Reproduce word for word everything from the row containing "[locate] white painted" down through the final row below, including both of those rows.

:: Available data

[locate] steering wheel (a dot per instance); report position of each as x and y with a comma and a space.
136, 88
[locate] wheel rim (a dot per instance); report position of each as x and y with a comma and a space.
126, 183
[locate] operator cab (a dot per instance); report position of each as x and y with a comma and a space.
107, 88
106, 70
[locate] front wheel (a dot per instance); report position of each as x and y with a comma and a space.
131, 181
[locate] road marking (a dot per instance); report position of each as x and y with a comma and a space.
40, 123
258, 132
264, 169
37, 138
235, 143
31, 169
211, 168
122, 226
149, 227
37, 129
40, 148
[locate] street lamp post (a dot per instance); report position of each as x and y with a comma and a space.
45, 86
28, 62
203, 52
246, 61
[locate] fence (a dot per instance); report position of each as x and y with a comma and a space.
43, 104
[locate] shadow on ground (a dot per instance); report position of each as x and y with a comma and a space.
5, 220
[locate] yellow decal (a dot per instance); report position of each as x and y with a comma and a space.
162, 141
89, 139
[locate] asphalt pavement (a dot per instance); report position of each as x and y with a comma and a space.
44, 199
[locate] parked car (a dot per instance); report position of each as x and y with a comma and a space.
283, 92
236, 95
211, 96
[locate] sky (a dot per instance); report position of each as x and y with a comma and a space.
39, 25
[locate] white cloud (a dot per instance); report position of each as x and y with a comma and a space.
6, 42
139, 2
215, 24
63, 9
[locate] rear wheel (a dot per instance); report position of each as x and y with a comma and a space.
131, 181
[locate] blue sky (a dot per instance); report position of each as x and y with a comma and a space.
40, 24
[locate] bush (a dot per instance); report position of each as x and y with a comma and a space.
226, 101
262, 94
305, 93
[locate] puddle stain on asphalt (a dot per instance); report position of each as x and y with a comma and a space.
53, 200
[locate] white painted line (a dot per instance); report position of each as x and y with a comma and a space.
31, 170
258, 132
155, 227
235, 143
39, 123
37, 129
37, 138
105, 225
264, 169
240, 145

::::

The output:
[locate] white painted line (a dot per instance); report position of each as x and y with a comma and a space.
31, 170
258, 132
155, 227
235, 143
39, 123
37, 129
37, 138
105, 225
264, 169
240, 145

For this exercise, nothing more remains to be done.